* **CHALLENGE**
Write out, word for word, every line from the one containing "the chair backrest" through the last line of the records below, both ends included.

──────── THE DATA

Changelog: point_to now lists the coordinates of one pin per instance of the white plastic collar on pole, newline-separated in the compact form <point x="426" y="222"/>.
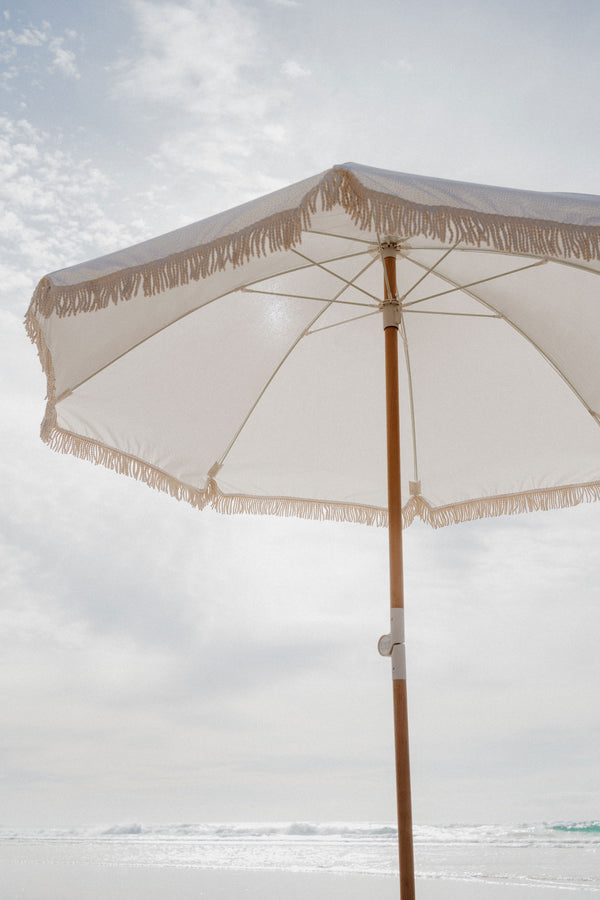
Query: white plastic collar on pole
<point x="391" y="313"/>
<point x="392" y="644"/>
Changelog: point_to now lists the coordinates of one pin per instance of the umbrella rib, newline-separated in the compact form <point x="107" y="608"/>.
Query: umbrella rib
<point x="306" y="330"/>
<point x="525" y="336"/>
<point x="427" y="272"/>
<point x="286" y="356"/>
<point x="403" y="335"/>
<point x="306" y="297"/>
<point x="346" y="322"/>
<point x="342" y="237"/>
<point x="440" y="312"/>
<point x="458" y="287"/>
<point x="341" y="278"/>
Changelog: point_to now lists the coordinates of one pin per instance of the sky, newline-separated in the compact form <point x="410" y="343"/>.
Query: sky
<point x="160" y="664"/>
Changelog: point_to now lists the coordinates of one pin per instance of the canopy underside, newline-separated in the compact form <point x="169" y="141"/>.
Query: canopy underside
<point x="246" y="374"/>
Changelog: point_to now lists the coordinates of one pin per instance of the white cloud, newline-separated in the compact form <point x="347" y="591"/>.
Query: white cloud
<point x="55" y="208"/>
<point x="64" y="60"/>
<point x="294" y="69"/>
<point x="19" y="48"/>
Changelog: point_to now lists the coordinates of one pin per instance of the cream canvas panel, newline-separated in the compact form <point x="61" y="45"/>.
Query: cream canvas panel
<point x="238" y="361"/>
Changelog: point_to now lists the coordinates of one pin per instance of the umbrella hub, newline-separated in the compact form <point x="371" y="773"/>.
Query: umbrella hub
<point x="391" y="303"/>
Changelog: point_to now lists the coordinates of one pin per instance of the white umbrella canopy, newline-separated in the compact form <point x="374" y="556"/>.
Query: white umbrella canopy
<point x="239" y="362"/>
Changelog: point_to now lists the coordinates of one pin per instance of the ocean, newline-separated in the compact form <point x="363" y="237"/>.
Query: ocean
<point x="56" y="864"/>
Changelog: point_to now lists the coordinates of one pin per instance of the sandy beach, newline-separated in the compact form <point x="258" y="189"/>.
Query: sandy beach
<point x="24" y="879"/>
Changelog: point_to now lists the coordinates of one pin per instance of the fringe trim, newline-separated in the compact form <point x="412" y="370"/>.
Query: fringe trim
<point x="368" y="209"/>
<point x="241" y="504"/>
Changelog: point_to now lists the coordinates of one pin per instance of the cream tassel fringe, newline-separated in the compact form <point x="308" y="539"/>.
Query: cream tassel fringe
<point x="367" y="208"/>
<point x="236" y="504"/>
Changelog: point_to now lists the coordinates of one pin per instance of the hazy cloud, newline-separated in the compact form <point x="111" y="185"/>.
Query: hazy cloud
<point x="17" y="51"/>
<point x="294" y="69"/>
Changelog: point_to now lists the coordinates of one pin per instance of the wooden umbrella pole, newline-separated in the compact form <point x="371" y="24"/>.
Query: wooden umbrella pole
<point x="405" y="832"/>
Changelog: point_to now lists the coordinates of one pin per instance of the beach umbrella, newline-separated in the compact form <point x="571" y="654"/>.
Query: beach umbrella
<point x="362" y="346"/>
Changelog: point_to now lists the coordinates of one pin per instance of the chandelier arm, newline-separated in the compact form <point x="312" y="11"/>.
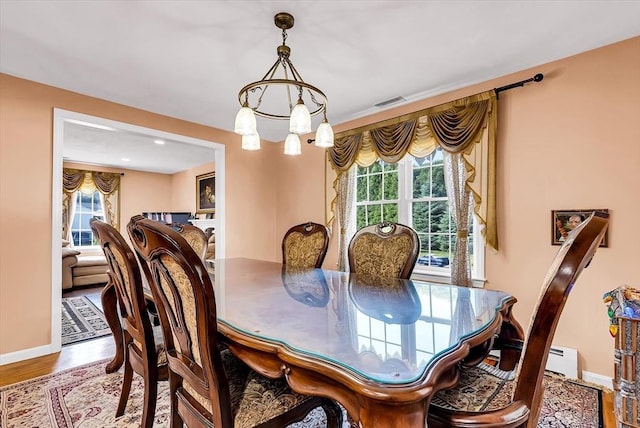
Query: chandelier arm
<point x="293" y="82"/>
<point x="267" y="77"/>
<point x="296" y="76"/>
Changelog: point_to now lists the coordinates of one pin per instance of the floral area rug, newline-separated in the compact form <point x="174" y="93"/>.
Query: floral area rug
<point x="87" y="397"/>
<point x="81" y="320"/>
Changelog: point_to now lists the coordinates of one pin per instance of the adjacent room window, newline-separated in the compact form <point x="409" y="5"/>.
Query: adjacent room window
<point x="412" y="192"/>
<point x="87" y="206"/>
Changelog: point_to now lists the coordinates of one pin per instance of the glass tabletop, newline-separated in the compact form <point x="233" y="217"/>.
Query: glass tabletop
<point x="381" y="329"/>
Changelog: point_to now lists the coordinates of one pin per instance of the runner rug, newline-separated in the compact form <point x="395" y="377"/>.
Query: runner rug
<point x="81" y="320"/>
<point x="87" y="397"/>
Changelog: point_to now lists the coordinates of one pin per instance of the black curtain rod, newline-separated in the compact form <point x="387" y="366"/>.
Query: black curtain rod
<point x="537" y="78"/>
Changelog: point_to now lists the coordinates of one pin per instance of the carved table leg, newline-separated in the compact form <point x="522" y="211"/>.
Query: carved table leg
<point x="110" y="307"/>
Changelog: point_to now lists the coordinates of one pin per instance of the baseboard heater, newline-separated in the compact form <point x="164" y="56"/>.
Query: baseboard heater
<point x="561" y="360"/>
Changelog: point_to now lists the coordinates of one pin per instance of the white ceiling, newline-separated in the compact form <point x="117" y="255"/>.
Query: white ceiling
<point x="188" y="59"/>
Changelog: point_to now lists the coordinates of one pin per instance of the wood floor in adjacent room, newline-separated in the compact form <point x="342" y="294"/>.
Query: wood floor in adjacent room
<point x="101" y="348"/>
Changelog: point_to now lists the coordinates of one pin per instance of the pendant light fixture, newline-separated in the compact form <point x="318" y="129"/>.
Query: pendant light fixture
<point x="267" y="98"/>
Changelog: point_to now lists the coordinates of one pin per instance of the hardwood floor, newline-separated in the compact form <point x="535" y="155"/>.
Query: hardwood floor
<point x="101" y="348"/>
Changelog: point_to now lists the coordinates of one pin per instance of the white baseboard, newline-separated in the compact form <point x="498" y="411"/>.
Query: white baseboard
<point x="25" y="354"/>
<point x="598" y="379"/>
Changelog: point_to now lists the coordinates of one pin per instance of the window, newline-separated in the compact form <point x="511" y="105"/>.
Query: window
<point x="412" y="192"/>
<point x="87" y="206"/>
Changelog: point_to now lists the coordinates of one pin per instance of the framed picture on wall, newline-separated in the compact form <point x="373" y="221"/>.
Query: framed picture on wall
<point x="564" y="221"/>
<point x="206" y="193"/>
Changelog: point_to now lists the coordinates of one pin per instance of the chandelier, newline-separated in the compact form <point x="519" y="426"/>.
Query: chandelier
<point x="265" y="98"/>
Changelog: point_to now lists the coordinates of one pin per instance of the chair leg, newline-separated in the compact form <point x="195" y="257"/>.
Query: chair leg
<point x="150" y="397"/>
<point x="176" y="420"/>
<point x="333" y="412"/>
<point x="126" y="386"/>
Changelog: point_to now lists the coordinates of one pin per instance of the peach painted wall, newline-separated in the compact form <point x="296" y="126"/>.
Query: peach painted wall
<point x="568" y="142"/>
<point x="26" y="135"/>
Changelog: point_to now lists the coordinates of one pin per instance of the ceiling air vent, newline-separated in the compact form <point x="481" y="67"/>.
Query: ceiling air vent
<point x="390" y="101"/>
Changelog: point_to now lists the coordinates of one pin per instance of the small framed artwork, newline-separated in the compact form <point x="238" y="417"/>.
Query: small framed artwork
<point x="206" y="193"/>
<point x="564" y="221"/>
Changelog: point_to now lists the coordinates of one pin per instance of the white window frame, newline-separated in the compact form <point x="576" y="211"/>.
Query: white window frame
<point x="75" y="195"/>
<point x="427" y="273"/>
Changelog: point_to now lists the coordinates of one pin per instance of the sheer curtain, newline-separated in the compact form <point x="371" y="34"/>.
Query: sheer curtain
<point x="87" y="182"/>
<point x="465" y="128"/>
<point x="345" y="202"/>
<point x="460" y="203"/>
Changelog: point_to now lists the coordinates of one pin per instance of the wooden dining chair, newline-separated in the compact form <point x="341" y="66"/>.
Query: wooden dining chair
<point x="486" y="396"/>
<point x="209" y="386"/>
<point x="143" y="345"/>
<point x="305" y="245"/>
<point x="385" y="250"/>
<point x="194" y="237"/>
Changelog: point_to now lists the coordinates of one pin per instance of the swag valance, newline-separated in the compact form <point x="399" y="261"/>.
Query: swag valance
<point x="87" y="182"/>
<point x="466" y="126"/>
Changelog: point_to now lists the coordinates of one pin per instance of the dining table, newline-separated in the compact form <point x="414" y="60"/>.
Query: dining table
<point x="381" y="347"/>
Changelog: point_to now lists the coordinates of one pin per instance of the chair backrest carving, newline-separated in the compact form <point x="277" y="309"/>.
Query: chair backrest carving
<point x="183" y="293"/>
<point x="124" y="273"/>
<point x="195" y="236"/>
<point x="305" y="245"/>
<point x="385" y="250"/>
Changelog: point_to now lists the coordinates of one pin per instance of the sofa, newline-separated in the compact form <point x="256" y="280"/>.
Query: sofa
<point x="82" y="268"/>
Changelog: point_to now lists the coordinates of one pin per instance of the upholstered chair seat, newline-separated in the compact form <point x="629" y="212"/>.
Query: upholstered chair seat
<point x="144" y="348"/>
<point x="387" y="250"/>
<point x="305" y="245"/>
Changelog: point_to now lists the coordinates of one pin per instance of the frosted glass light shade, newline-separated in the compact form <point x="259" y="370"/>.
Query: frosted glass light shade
<point x="324" y="135"/>
<point x="245" y="122"/>
<point x="251" y="142"/>
<point x="292" y="145"/>
<point x="300" y="120"/>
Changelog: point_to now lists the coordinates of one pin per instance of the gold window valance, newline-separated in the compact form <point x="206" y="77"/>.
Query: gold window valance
<point x="466" y="126"/>
<point x="87" y="182"/>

────────────────

* **SOLUTION TO THE EXERCISE**
Changelog: point_to now lists the coordinates of one pin per instance of the chair backrest carving, newline-separated in the compact form <point x="277" y="309"/>.
Query: chair backrest carving
<point x="183" y="293"/>
<point x="124" y="273"/>
<point x="195" y="236"/>
<point x="305" y="245"/>
<point x="385" y="250"/>
Changelog: point_to now lists the coordinates of one pin per instance of the sofa, newline-separated in the compact form <point x="256" y="280"/>.
Query: sofa
<point x="82" y="268"/>
Changelog: point_to now lists the coordinates of one pin per instance of the upholstered chair seat, newline-separated in the compact form <point x="629" y="212"/>.
Query: upholstered chair seat
<point x="144" y="348"/>
<point x="387" y="250"/>
<point x="305" y="245"/>
Changelog: point_to now lists the coordinates of one pin per instance of the frosted glass light shade, newline-separated in the compact form <point x="259" y="370"/>.
Query: frosted glass light shade
<point x="324" y="135"/>
<point x="245" y="122"/>
<point x="251" y="142"/>
<point x="292" y="145"/>
<point x="300" y="120"/>
Changelog: point_to now lists the coordinates of one pin per instance of the gold window valance, newline-separated in the compact form <point x="206" y="77"/>.
Query: gold window valance
<point x="466" y="126"/>
<point x="87" y="182"/>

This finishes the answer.